## [INSTRUCTIONS FOR THE TASK]
Copy out only the span from the line with "Each instance of the pool ladder" to the end of the data, both ends kept, word for word.

(TASK INPUT begins)

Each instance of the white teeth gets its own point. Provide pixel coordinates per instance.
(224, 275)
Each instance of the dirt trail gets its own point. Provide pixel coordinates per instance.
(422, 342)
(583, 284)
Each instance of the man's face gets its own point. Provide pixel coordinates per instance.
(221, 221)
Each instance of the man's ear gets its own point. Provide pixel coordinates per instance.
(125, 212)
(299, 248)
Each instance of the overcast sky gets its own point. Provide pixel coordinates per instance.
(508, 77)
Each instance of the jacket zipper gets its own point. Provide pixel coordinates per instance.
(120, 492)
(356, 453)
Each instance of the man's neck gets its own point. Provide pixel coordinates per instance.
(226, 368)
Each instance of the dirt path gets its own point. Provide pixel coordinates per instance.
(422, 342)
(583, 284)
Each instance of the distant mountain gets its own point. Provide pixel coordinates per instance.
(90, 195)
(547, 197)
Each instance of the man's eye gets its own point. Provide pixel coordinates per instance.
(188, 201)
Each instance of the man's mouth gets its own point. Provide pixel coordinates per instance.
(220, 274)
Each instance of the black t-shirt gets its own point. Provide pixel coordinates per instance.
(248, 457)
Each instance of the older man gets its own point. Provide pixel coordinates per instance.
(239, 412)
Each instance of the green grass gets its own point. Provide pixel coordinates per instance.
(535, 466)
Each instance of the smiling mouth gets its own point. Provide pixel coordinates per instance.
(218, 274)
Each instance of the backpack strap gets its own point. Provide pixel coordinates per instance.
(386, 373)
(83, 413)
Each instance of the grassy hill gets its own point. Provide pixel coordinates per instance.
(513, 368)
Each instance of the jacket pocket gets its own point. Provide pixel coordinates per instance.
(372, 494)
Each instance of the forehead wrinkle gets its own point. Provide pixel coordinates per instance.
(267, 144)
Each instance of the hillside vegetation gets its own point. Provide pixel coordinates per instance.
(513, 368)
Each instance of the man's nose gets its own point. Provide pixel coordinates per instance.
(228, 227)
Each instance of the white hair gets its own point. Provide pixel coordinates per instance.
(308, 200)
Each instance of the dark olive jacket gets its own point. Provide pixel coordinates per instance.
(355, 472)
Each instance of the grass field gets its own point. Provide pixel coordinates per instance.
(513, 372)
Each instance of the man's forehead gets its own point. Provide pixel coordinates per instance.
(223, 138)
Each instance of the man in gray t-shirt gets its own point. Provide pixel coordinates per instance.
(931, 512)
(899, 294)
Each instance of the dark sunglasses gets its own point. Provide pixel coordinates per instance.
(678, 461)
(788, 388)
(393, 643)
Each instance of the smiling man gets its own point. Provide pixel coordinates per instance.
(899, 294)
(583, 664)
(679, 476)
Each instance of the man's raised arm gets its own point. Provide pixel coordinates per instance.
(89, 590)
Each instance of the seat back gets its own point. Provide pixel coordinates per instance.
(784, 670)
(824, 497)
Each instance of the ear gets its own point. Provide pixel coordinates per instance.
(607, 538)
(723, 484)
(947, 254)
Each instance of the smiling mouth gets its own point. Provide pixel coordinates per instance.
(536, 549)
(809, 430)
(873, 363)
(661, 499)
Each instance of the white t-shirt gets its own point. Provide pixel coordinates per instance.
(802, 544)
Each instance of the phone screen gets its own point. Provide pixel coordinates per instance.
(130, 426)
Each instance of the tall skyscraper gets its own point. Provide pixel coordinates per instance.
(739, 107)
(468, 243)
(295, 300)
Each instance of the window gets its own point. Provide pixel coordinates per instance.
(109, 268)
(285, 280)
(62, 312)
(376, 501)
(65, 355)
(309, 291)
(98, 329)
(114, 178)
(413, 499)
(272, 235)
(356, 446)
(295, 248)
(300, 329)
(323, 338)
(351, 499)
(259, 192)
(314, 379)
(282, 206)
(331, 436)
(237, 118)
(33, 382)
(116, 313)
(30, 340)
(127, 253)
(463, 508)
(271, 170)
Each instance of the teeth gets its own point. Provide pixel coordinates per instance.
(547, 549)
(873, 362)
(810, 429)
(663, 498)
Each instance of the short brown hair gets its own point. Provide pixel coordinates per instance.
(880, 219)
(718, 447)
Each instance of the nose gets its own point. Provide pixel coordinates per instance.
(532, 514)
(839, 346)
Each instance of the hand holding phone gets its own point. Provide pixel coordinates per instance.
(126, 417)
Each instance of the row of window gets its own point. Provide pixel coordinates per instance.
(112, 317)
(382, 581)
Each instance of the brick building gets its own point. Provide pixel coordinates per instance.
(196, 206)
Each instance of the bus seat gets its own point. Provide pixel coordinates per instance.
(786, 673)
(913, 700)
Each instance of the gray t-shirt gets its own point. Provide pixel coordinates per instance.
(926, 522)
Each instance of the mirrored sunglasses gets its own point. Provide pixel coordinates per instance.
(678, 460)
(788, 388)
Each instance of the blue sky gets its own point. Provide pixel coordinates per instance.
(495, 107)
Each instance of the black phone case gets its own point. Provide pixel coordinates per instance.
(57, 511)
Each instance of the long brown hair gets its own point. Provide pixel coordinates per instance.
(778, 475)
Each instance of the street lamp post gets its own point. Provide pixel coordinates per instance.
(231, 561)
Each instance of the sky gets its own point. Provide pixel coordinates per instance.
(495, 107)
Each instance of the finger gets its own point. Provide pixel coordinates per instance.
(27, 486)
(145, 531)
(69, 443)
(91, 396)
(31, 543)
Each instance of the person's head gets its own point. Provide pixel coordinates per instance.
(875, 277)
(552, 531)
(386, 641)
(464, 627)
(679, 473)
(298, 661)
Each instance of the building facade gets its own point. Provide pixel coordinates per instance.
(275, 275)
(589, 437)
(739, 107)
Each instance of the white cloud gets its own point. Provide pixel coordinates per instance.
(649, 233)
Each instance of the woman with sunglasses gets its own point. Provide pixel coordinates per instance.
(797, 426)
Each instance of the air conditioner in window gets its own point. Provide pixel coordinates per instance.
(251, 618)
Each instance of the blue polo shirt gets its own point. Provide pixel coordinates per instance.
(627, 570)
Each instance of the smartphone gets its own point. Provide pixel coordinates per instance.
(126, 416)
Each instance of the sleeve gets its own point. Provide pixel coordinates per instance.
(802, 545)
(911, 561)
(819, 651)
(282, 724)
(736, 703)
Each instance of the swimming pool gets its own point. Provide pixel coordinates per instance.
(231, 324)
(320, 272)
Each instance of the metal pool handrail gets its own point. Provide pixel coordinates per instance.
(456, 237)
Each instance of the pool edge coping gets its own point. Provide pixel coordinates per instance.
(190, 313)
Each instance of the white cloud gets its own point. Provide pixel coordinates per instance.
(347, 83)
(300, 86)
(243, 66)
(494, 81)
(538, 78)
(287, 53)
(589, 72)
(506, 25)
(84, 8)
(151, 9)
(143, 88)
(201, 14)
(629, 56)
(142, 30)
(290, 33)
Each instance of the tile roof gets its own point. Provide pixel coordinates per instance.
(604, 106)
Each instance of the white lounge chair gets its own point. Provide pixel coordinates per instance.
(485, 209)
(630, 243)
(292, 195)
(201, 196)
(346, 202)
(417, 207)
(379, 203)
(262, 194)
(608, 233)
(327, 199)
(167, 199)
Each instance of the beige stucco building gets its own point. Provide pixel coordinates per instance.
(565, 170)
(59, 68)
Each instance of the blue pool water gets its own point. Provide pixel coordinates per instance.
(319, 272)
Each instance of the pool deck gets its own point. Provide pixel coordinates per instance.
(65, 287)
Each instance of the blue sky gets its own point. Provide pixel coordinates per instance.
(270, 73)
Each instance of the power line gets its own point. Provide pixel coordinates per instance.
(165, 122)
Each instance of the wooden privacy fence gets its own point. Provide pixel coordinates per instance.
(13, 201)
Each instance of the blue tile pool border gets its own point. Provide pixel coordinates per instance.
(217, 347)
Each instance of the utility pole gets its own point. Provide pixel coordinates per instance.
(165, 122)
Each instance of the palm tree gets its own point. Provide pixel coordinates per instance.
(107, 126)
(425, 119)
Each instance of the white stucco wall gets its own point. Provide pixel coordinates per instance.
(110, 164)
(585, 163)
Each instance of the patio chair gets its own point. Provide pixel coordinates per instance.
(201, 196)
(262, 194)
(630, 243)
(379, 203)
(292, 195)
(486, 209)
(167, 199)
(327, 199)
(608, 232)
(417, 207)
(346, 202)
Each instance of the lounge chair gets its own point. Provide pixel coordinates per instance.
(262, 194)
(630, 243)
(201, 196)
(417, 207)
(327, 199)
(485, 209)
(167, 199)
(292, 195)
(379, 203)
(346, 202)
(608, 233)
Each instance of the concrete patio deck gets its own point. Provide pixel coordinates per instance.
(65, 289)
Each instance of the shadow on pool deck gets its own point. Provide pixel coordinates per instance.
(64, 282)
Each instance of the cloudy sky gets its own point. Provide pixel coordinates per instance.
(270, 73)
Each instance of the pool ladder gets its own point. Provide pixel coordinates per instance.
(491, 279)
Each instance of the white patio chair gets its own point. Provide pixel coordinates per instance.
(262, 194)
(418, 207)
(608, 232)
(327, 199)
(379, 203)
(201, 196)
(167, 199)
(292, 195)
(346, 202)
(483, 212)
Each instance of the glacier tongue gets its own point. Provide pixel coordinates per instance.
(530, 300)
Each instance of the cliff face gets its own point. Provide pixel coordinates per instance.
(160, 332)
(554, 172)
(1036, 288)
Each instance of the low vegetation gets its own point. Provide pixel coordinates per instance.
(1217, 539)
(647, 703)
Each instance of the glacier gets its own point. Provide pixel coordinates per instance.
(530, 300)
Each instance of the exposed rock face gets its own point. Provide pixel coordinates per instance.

(TASK INPUT ends)

## [YOUR SOLUTION]
Each instance of the pool ladder gets its own point. Provide pixel coordinates per instance.
(491, 279)
Each instance of the white patio chair gets its own point. Provide pixel coordinates per instance.
(262, 194)
(418, 207)
(608, 232)
(327, 199)
(379, 203)
(201, 196)
(167, 199)
(292, 195)
(346, 202)
(483, 212)
Each instance of the glacier tongue gets its own point. Provide pixel coordinates per instance.
(530, 300)
Each instance of the cliff face gets its own point. Provide pixel coordinates per instance.
(160, 332)
(554, 172)
(1036, 288)
Each instance of the low vegetation gets its own point. Provide pixel coordinates per instance.
(1217, 539)
(647, 703)
Each instance of the glacier gets its own point. Provide pixel coordinates per instance.
(530, 300)
Each instance of the exposed rock face gets its own point. Provide pixel coordinates per instance.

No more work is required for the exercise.